[BEGIN RECORDS FOR PROCESSING]
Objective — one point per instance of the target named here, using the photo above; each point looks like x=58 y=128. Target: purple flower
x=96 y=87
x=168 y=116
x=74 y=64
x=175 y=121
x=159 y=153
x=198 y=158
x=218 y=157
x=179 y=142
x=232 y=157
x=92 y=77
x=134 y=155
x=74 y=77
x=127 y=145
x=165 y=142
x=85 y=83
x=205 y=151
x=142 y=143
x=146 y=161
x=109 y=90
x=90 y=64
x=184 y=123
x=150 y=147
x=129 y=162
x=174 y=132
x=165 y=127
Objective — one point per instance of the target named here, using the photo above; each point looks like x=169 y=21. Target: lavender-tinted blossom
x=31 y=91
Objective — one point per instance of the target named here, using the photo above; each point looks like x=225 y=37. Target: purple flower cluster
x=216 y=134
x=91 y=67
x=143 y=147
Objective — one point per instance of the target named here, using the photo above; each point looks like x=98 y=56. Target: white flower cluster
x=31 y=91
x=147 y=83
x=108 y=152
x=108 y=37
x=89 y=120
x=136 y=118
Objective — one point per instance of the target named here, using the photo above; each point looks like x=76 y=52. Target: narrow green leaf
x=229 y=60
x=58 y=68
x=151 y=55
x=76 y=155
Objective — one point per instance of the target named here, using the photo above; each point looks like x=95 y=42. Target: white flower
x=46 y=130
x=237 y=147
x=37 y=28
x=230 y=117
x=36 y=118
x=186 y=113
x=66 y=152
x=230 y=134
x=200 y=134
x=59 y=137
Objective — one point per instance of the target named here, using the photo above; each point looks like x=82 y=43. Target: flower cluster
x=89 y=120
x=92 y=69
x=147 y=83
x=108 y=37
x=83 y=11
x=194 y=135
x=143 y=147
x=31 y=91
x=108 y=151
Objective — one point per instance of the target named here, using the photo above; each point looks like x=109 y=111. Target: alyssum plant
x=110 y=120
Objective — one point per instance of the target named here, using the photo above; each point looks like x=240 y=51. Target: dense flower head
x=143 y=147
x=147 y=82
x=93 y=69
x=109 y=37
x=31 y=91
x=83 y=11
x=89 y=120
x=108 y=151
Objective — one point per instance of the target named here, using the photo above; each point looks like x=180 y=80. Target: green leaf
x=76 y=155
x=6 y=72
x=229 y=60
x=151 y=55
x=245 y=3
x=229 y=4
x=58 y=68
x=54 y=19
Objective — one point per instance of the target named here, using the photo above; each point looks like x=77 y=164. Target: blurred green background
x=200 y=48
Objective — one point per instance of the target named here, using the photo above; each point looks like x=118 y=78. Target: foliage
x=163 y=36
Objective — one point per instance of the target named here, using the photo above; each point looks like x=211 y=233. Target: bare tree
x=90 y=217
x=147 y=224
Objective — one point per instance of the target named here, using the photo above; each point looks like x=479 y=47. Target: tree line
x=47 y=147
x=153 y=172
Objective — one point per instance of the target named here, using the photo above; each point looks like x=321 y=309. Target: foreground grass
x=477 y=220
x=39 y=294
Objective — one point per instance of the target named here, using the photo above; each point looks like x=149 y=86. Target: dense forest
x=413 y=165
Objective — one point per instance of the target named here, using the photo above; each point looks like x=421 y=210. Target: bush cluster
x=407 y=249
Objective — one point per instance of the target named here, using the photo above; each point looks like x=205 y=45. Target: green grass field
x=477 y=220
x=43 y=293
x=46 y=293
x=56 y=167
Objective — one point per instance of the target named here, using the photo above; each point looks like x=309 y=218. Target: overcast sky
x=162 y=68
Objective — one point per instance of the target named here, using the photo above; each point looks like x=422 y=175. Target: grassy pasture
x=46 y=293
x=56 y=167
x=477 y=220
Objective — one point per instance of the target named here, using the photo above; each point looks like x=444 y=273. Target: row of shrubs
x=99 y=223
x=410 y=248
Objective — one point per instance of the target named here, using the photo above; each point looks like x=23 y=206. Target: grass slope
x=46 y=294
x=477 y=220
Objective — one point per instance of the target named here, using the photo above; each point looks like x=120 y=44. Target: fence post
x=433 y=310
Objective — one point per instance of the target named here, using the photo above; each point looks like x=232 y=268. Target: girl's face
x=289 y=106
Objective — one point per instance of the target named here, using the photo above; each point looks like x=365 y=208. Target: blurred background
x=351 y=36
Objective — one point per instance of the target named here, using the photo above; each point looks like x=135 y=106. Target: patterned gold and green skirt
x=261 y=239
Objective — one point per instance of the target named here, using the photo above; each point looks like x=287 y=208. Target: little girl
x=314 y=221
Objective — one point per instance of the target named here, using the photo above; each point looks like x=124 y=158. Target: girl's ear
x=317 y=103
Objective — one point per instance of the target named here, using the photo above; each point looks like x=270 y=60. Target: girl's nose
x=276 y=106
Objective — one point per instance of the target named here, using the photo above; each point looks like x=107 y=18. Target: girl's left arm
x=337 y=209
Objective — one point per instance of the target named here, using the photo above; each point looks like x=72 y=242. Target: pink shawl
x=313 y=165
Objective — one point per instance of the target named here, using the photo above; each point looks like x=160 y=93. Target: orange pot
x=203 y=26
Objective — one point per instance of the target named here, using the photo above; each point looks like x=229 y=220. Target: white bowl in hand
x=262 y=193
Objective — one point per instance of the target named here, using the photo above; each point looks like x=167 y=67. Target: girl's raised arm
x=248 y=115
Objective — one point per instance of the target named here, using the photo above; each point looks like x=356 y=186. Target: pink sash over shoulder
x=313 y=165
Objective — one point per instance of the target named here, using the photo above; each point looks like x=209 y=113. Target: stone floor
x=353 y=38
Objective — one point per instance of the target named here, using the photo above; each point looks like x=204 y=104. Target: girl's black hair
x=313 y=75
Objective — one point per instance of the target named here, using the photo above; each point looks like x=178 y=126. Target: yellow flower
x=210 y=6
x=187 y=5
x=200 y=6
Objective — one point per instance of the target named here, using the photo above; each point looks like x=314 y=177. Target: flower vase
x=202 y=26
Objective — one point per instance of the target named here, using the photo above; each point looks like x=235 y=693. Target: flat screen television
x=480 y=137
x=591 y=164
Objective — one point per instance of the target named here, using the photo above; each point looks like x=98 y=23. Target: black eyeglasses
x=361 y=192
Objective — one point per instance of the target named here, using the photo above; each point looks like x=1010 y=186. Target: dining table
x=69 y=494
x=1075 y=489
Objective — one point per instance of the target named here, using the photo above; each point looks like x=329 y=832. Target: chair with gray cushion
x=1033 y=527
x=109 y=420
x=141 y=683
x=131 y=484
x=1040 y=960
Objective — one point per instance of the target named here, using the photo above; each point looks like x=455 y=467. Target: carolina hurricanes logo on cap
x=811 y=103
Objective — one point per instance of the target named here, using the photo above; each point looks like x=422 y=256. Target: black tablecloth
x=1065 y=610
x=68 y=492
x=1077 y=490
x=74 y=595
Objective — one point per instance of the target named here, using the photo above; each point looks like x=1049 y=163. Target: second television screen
[END RECORDS FOR PROCESSING]
■ PROBLEM TO SOLVE
Using the listing above, retype each line exactly.

■ OUTPUT FOR THIS TASK
Objective — one point per instance of the target named here, using the photo above; each point looks like x=58 y=128. Target: purple flower
x=96 y=87
x=168 y=116
x=74 y=64
x=175 y=121
x=159 y=153
x=198 y=158
x=218 y=157
x=179 y=142
x=232 y=157
x=92 y=77
x=134 y=155
x=74 y=77
x=127 y=145
x=165 y=142
x=85 y=83
x=205 y=151
x=142 y=143
x=146 y=161
x=109 y=90
x=90 y=64
x=184 y=123
x=150 y=147
x=129 y=162
x=174 y=132
x=165 y=127
Objective — one point per instance of the target named here, using the photo above; each point looks like x=169 y=21. Target: lavender-tinted blossom
x=31 y=91
Objective — one point per instance of the target named here, using the photo above; each point looks like x=225 y=37. Target: purple flower cluster
x=216 y=134
x=91 y=67
x=143 y=147
Objective — one point per instance of the target named here, using the photo above; each point looks like x=98 y=56. Target: white flower cluster
x=31 y=91
x=147 y=83
x=108 y=152
x=108 y=37
x=89 y=120
x=136 y=118
Objective — one point per instance of the target named here, using the photo above; each point looks like x=76 y=52. Target: narrow green leaf
x=229 y=60
x=58 y=68
x=151 y=55
x=76 y=155
Objective — one point per instance of the target named here, using the photo above; each point looks like x=95 y=42. Target: white flower
x=46 y=130
x=237 y=147
x=37 y=28
x=230 y=117
x=36 y=118
x=186 y=113
x=66 y=152
x=230 y=134
x=200 y=134
x=59 y=137
Objective — one point per instance of the target named here, using the photo above; each point looks like x=82 y=43. Target: flower cluster
x=89 y=120
x=92 y=69
x=147 y=83
x=108 y=37
x=83 y=11
x=194 y=135
x=143 y=147
x=31 y=91
x=108 y=151
Objective — one point per instance of the target named here, using the photo above; each point looks like x=109 y=111. Target: alyssum plant
x=110 y=120
Objective — one point per instance of the target named here, using the photo above; each point looks like x=240 y=51. Target: dense flower head
x=143 y=147
x=147 y=82
x=93 y=69
x=109 y=37
x=31 y=91
x=83 y=11
x=89 y=120
x=108 y=151
Objective — one point per instance of the target named here, using the photo above; each point looks like x=180 y=80. Target: green leaf
x=76 y=155
x=6 y=72
x=229 y=60
x=151 y=55
x=245 y=3
x=229 y=4
x=58 y=68
x=54 y=19
Objective — one point per instance of the target named here, using the photo above; each point looks like x=77 y=164. Target: blurred green background
x=200 y=48
Objective — one point per instance of the target named here, using the photo above; each point looks like x=118 y=78. Target: foliage
x=163 y=36
Objective — one point per instance of the target named here, using the photo above; each point looks like x=211 y=233. Target: bare tree
x=90 y=217
x=147 y=224
Objective — one point per instance of the target named here, using the photo above; each point looks like x=479 y=47. Target: tree line
x=47 y=147
x=153 y=172
Objective — one point per instance of the target named here, using the photo above; each point looks like x=321 y=309. Target: foreground grass
x=477 y=220
x=39 y=294
Objective — one point per instance of the target named here, using the photo above; each point looks like x=149 y=86. Target: dense forest
x=413 y=165
Objective — one point per instance of the target named here, using the photo above; each point looks like x=421 y=210. Target: bush cluster
x=407 y=249
Objective — one point per instance of the target named here, using the photo above; each point looks like x=205 y=45. Target: green grass field
x=477 y=220
x=43 y=293
x=46 y=293
x=56 y=167
Objective — one point per instance of the target named here, using the photo above; each point looks like x=309 y=218. Target: overcast sky
x=162 y=68
Objective — one point per instance of the target named here, using the photo above; each point looks like x=422 y=175. Target: grassy pasture
x=46 y=293
x=56 y=167
x=477 y=220
Objective — one point per instance of the target named here, using the photo above; each point looks like x=444 y=273. Target: row of shrubs
x=99 y=223
x=410 y=248
Objective — one point per instance of the target named here, using the photo above; each point looks like x=23 y=206. Target: grass slope
x=46 y=294
x=477 y=220
Objective — one point per instance of the target named here, using the photo above; each point looks like x=120 y=44. Target: fence post
x=433 y=310
Objective — one point per instance of the target named here, using the photo above; each point looks like x=232 y=268. Target: girl's face
x=289 y=106
Objective — one point per instance of the target named here, using the photo above; each point looks like x=365 y=208. Target: blurred background
x=351 y=36
Objective — one point per instance of the target named here, using the photo above; each point looks like x=135 y=106. Target: patterned gold and green skirt
x=261 y=239
Objective — one point per instance of the target named here, using the photo above; each point looks like x=287 y=208. Target: little girl
x=314 y=221
Objective — one point per instance of the target named here, using the photo above; each point looks like x=124 y=158. Target: girl's ear
x=317 y=103
Objective — one point per instance of the target named here, using the photo above; each point looks like x=270 y=60. Target: girl's nose
x=276 y=106
Objective — one point per instance of the target named here, using the photo above; each point looks like x=107 y=18. Target: girl's left arm
x=337 y=209
Objective — one point per instance of the target named here, using the photo above; each point looks like x=72 y=242. Target: pink shawl
x=313 y=165
Objective — one point per instance of the target named here, using the photo above; each point looks like x=160 y=93. Target: orange pot
x=203 y=26
Objective — one point per instance of the target named here, using the photo above; each point looks like x=229 y=220. Target: white bowl in hand
x=262 y=193
Objective — one point per instance of the target named here, using the photo above; each point looks like x=167 y=67. Target: girl's raised arm
x=248 y=115
Objective — one point per instance of the target named here, using the photo above; each point looks like x=356 y=186. Target: pink sash over shoulder
x=313 y=165
Objective — one point per instance of the target named here, using the photo above; each point looks like x=209 y=113. Target: stone floor
x=353 y=38
Objective — one point per instance of the target named here, using the photo above; each point looks like x=204 y=104. Target: girl's black hair
x=313 y=75
Objective — one point per instance of the target named here, using the photo above; each point looks like x=178 y=126. Target: yellow flower
x=210 y=6
x=187 y=5
x=200 y=6
Objective — one point per instance of the target named here, using the photo above; each point looks like x=314 y=177. Target: flower vase
x=202 y=26
Objective — one point per instance of the target named here, using the photo above; each point looks like x=235 y=693. Target: flat screen television
x=480 y=137
x=591 y=164
Objective — one point per instance of the target named here, using the photo above; each point looks like x=98 y=23. Target: black eyeglasses
x=361 y=192
Objective — one point per instance of the target named here, using the photo above; each point looks like x=1010 y=186. Target: dining table
x=69 y=494
x=1075 y=489
Objective — one point per instance of the target named here, using the photo above; each point looks like x=329 y=832. Target: chair with gray cushion
x=1033 y=527
x=109 y=420
x=141 y=683
x=131 y=484
x=1040 y=960
Objective — one point per instance of the target named here, using the photo above; each point looks like x=455 y=467. Target: carolina hurricanes logo on cap
x=811 y=103
Objective — one point per instance of the target named here, using the photo above; each point looks like x=422 y=256. Target: black tablecloth
x=1065 y=610
x=68 y=492
x=1077 y=490
x=74 y=595
Objective — one point per instance of the target named here, using the photo above; each point looks like x=1049 y=163. Target: second television screen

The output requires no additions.